Excerpts of annotation records
----

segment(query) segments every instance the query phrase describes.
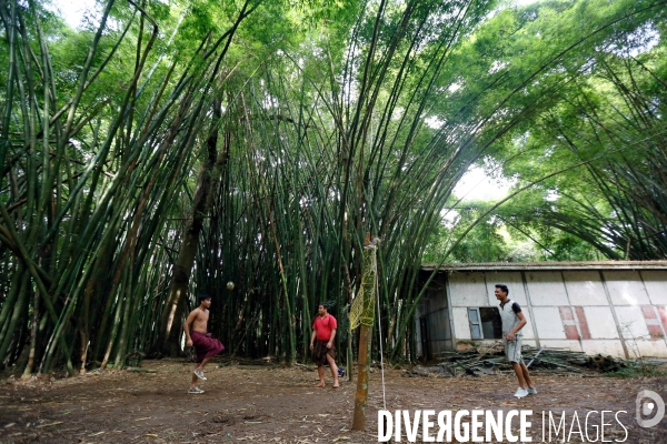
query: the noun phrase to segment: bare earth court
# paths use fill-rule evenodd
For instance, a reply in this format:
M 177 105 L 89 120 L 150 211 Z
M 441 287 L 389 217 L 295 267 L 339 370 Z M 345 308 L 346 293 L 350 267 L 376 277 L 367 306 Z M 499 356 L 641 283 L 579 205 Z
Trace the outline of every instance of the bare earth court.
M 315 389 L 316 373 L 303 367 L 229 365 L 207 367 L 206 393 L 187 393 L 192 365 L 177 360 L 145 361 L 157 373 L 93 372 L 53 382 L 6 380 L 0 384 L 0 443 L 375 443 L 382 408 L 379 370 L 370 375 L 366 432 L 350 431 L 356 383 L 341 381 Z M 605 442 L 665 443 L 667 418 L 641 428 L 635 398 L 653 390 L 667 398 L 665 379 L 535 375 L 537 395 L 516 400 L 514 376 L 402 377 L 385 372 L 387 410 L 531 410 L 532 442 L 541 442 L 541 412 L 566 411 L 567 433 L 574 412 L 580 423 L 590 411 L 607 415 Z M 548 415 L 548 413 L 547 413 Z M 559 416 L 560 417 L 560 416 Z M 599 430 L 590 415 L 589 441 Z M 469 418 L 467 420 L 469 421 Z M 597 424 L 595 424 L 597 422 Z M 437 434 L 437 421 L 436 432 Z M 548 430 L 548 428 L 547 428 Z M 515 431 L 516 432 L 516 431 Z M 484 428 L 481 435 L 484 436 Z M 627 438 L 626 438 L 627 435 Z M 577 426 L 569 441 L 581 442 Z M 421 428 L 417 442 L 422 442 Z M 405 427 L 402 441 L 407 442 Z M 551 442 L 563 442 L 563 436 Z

----

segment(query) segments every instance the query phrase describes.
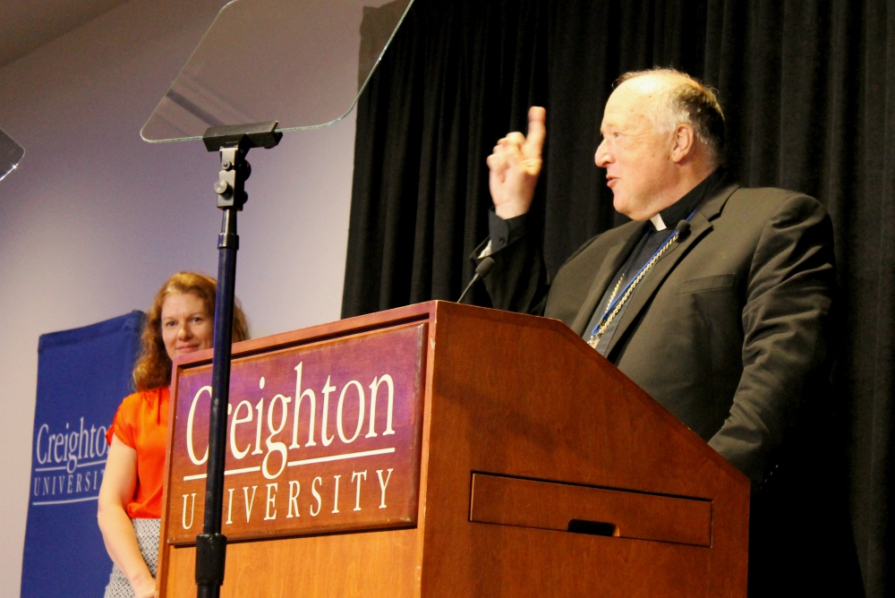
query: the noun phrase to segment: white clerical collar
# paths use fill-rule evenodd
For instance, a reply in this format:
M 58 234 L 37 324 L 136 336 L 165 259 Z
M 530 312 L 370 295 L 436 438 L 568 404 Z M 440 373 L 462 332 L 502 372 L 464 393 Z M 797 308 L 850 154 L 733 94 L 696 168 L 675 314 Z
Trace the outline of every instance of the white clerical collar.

----

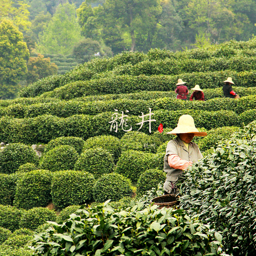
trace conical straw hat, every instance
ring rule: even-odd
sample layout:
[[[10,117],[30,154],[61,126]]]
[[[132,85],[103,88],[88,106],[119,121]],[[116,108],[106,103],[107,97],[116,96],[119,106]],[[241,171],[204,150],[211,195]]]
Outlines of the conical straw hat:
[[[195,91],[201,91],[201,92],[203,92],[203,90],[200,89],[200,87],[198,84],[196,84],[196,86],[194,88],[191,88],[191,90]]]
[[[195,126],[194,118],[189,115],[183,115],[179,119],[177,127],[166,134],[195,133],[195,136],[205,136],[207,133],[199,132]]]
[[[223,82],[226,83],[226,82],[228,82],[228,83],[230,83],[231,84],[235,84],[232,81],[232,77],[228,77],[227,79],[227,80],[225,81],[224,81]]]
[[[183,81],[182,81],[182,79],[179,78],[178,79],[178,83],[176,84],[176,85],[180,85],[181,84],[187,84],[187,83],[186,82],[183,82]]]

----

Task prompt -> Count the lines in the items above that contain the string "white", with case counting. Reply with the number only.

Solution for this exercise -> 2